**Activity 1**.
Decide whether each statement agrees with the FLIM chapter entry below. Answer yes or no for each, quoting the words of the entry that settle it.
(a) The chapter was published by Elsevier Science & Technology in 2009.
(b) In TCSPC, the fluorescence emission is detected in two or more time-gates.
(c) The chapter runs from page 95 to page 132.
**Activity 2**. Rewrite the FLIM chapter entry from "Chapter 3 Time" up to and including "A.N., Esposito, A.", swapping "Main Authors" for "Contributors".
**Activity 3**.
Answer these questions from the FLIM chapter entry:
(a) What DOI does the entry list?
(b) What are the most common implementations of time-domain FLIM based on?
(c) Which application of fluorescence lifetime imaging is called important, and what is it based on?

Chapter 3 Time domain FLIM: Theory, instrumentation, and data analysis

• Published in: Laboratory Techniques in Biochemistry and Molecular Biology Vol. 33; pp. 95 - 132
• Main Authors: Gerritsen, H.C., Agronskaia, A.V., Bader, A.N., Esposito, A.
• Format: Book Chapter
• Language: English
• Published: Elsevier Science & Technology 2009
• ISBN: 9780080549583; 0080549586
• ISSN: 0075-7535; 2589-2789
• DOI: 10.1016/S0075-7535(08)00003-X

This chapter deals with time domain based fluorescence lifetime imaging methods. The chapter introduces the instrumentation and methods of analysis for FLIM in the time domain. The most common implementations in time-domain fluorescence lifetime imaging microscopy (FLIM) are based on TCSPC and time-gating (TG). In TCSPC, the fluorescent molecules are excited with very short light pulses. In TG methods, the fluorescence emission is detected in two or more time-gates each delayed by a different time relative to the excitation pulse. There are many sources of noise that affect the performance of fluorescence imaging systems. Advantages and limitations of time-correlated single photon counting (TCSPC), and time-gated imaging techniques are discussed together, with general issues on photon effciency of detection schemes, data analysis, and practical experimental examples. In the analyses of the FLIM data, it is important to set an appropriate threshold on the number of counted photons above which the data is fitted. An important application of fluorescence lifetime imaging is the imaging of molecular colocalization based on FRET imaging.

[Dataset entries]

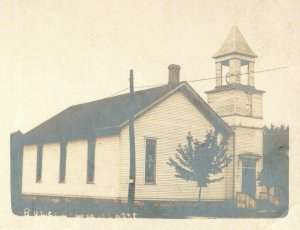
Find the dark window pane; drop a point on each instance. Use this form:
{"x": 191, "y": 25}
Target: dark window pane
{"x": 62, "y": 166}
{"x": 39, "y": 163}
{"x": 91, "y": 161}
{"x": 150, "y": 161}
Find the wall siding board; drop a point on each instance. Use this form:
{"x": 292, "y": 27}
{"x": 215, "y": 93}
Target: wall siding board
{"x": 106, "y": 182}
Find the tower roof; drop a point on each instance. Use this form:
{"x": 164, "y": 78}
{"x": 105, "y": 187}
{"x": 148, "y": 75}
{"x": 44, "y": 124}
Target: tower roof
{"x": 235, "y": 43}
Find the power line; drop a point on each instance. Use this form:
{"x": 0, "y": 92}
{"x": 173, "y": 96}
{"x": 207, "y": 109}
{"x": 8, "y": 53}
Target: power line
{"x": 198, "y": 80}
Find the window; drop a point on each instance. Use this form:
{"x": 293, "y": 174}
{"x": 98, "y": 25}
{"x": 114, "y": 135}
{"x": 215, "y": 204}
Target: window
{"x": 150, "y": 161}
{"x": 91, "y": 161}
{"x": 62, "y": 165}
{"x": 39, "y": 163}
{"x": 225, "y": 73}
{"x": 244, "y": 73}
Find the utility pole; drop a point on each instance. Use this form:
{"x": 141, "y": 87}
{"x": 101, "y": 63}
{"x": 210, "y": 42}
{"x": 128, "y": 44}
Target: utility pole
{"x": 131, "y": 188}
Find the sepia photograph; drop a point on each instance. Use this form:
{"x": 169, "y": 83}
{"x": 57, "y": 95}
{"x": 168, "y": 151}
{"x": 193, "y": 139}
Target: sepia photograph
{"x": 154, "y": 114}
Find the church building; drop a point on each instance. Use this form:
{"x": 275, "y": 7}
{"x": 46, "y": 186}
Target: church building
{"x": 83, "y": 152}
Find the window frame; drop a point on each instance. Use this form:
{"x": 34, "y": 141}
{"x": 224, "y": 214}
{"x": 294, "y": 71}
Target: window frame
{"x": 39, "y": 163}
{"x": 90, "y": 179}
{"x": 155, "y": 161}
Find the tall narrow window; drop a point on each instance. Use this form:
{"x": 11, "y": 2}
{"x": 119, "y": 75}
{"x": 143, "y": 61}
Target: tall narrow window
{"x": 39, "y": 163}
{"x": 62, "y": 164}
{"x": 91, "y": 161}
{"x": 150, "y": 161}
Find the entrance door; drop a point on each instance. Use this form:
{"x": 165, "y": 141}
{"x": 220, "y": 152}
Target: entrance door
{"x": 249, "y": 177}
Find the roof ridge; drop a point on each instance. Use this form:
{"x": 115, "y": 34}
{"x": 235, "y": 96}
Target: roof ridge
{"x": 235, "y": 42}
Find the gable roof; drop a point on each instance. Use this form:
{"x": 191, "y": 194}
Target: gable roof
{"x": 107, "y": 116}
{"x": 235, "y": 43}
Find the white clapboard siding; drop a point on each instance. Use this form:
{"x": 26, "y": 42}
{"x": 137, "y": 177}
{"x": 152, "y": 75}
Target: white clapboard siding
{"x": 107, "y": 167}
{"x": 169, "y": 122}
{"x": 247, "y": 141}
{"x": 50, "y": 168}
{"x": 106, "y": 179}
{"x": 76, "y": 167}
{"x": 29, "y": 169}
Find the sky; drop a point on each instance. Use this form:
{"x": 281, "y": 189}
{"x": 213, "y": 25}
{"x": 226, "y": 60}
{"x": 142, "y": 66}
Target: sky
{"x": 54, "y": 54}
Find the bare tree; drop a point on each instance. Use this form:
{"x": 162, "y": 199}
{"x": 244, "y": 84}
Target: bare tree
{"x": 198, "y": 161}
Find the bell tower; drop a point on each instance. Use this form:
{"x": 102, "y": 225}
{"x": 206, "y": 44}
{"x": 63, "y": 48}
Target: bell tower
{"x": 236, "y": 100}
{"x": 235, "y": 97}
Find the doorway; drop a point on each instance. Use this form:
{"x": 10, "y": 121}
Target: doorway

**Exercise result 1**.
(a) Yes: "Published: Elsevier Science & Technology 2009"
(b) No: "In TCSPC, the fluorescent molecules are excited with very short light pulses. In TG methods, the fluorescence emission is detected in two or more time-gates"
(c) Yes: "pp. 95 - 132"

**Exercise result 2**.
Chapter 3 Time domain FLIM: Theory, instrumentation, and data analysis

• Published in: Laboratory Techniques in Biochemistry and Molecular Biology Vol. 33; pp. 95 - 132
• Contributors: Gerritsen, H.C., Agronskaia, A.V., Bader, A.N., Esposito, A.

**Exercise result 3**.
(a) 10.1016/S0075-7535(08)00003-X
(b) TCSPC and time-gating (TG)
(c) The imaging of molecular colocalization, based on FRET imaging